Write out all the material verbatim, line by line.

Supplied material:
--*--

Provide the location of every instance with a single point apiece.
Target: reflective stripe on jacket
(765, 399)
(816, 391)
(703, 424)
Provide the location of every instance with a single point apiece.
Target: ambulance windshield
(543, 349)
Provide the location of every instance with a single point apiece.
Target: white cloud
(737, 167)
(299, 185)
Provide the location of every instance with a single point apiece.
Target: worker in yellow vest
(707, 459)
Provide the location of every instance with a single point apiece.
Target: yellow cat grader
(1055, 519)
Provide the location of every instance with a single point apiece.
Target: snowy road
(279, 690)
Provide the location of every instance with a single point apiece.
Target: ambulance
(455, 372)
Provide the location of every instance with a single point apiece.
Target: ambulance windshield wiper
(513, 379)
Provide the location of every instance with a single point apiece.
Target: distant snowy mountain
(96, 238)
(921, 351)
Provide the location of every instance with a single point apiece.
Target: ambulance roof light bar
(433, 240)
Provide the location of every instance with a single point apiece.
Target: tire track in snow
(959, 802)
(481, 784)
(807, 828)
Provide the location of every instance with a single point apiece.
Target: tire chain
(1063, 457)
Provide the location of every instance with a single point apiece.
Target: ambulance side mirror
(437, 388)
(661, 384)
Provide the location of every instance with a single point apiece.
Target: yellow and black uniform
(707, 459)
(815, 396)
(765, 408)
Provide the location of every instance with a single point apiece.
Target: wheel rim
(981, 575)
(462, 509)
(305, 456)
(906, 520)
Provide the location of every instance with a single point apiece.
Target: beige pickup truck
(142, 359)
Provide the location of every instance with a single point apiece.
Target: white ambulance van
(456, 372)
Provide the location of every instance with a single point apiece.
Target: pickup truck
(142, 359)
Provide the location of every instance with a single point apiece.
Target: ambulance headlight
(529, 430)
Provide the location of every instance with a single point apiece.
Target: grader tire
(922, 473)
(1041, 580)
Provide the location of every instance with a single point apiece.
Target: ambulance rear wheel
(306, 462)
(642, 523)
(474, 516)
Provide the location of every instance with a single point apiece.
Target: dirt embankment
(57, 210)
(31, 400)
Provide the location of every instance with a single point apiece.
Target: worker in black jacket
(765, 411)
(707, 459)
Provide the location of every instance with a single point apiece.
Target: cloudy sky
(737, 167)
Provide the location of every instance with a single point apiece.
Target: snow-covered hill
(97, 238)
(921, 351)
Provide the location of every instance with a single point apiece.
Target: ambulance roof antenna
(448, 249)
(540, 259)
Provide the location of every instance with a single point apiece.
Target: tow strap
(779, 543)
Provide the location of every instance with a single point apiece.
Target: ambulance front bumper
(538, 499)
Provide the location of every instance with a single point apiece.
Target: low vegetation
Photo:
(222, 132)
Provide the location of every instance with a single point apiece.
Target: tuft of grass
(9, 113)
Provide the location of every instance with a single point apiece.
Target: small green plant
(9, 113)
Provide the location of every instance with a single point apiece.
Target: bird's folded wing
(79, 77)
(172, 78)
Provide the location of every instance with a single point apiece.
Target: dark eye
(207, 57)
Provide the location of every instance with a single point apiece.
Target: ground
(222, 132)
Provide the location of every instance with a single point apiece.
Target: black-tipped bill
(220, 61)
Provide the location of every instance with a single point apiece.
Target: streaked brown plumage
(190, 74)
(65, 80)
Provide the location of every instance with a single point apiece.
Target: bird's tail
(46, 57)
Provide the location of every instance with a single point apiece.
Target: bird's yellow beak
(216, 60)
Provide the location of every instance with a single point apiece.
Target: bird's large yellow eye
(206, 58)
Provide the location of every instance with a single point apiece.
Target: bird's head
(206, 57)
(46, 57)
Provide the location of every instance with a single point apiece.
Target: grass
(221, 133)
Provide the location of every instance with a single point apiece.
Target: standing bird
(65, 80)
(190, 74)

--*--

Written solution:
Provide the location of every instance with a single point apiece.
Target: reflective stripe on jacket
(765, 399)
(816, 391)
(703, 424)
Provide the location of every instance with a single point apiece.
Target: ambulance windshield
(543, 349)
Provide the location of every instance with a single point apiece.
Target: white cloud
(737, 167)
(299, 185)
Provide the location of every instance with a single point apiece.
Target: worker in yellow vest
(707, 459)
Provide the location of every instance with a single point apiece.
Target: yellow cat grader
(1055, 519)
Provide the location of every instance with a single point apiece.
Target: snowy road
(279, 690)
Provide the location of every instance with a single point apiece.
Target: ambulance
(455, 372)
Provide the location of every instance with a single point apiece.
Target: ambulance windshield wiper
(513, 379)
Provide the location of every instance with a single point apiece.
Target: distant snowy mountain
(96, 238)
(921, 351)
Provide the location of every instance with a single point apiece.
Target: ambulance roof light bar
(433, 240)
Provide the location of every instance with a single point apiece.
Target: tire track in snow
(959, 802)
(481, 784)
(807, 828)
Provide the location of every instance with a single point apiece.
Target: tire chain
(1063, 457)
Provide the location of every instance with a single point apiece.
Target: ambulance side mirror
(437, 388)
(661, 384)
Provide the location of every instance with a single point apiece.
Target: yellow and black uniform
(707, 459)
(815, 396)
(765, 408)
Provide the location of every instance with a single point apiece.
Target: wheel rim
(981, 575)
(462, 509)
(305, 456)
(906, 520)
Provide the location of every instance with a single point apiece.
Target: beige pickup truck
(142, 359)
Provide the location of every instance with a single point apiece.
Target: white ambulance van
(456, 372)
Provide the location of every instance with a single point apiece.
Target: pickup truck
(142, 359)
Provide the location of every instance with a single point apiece.
Target: ambulance headlight
(529, 430)
Provide the location of every instance with a single point apiece.
Target: grader tire
(922, 473)
(1041, 580)
Provide the location of every instance with a single point apiece.
Target: ambulance rear wheel
(306, 462)
(642, 523)
(474, 516)
Provide the location of every instance with a single point apiece.
Target: dirt embankment
(57, 210)
(31, 400)
Provide the location of every instance with a single point apiece.
Target: worker in black jacket
(765, 411)
(707, 459)
Provide the location of every instance with a single point apiece.
Target: cloudy sky
(737, 167)
Provide the location of every instance with a single point apiece.
Target: snow-covered hill
(97, 238)
(921, 351)
Provide the location of every instance with a single point apiece.
Target: ambulance roof antenna
(448, 249)
(540, 259)
Provide the location of every instance with a single point apiece.
Target: tow strap
(779, 543)
Provide the location of every instance with a single point apiece.
Target: ambulance front bumper
(538, 499)
Provide the location of every instance with a single point apiece.
Target: low vegetation
Photo:
(222, 132)
Provide the location of every instance with a single point apiece.
Target: tuft of grass
(9, 113)
Provide the location of every instance with a single point apiece.
Target: small green plant
(9, 113)
Provide the location of every instance with a single point apiece.
Target: bird's folded wing
(79, 77)
(172, 78)
Provide the location of every instance with a single point apiece.
Target: dark eye
(207, 57)
Provide the location of every instance with a single point apiece.
Target: ground
(222, 132)
Provide the location of every instance with a single point apiece.
Target: black-tipped bill
(220, 61)
Provide the location of every instance with a single point apiece.
Target: streaked brown plumage
(190, 74)
(65, 80)
Provide the location of every instance with a single point apiece.
Target: bird's tail
(46, 57)
Provide the location of every instance with a single point apiece.
Target: bird's yellow beak
(216, 60)
Provide the location of every instance with a single point apiece.
Target: bird's large yellow eye
(206, 58)
Provide the location of every instance with a single point apiece.
Target: bird's head
(206, 57)
(46, 57)
Provide the location of every instance with a single point apiece.
Target: grass
(221, 133)
Provide the location of every instance with a single point apiece.
Target: standing bird
(65, 80)
(190, 74)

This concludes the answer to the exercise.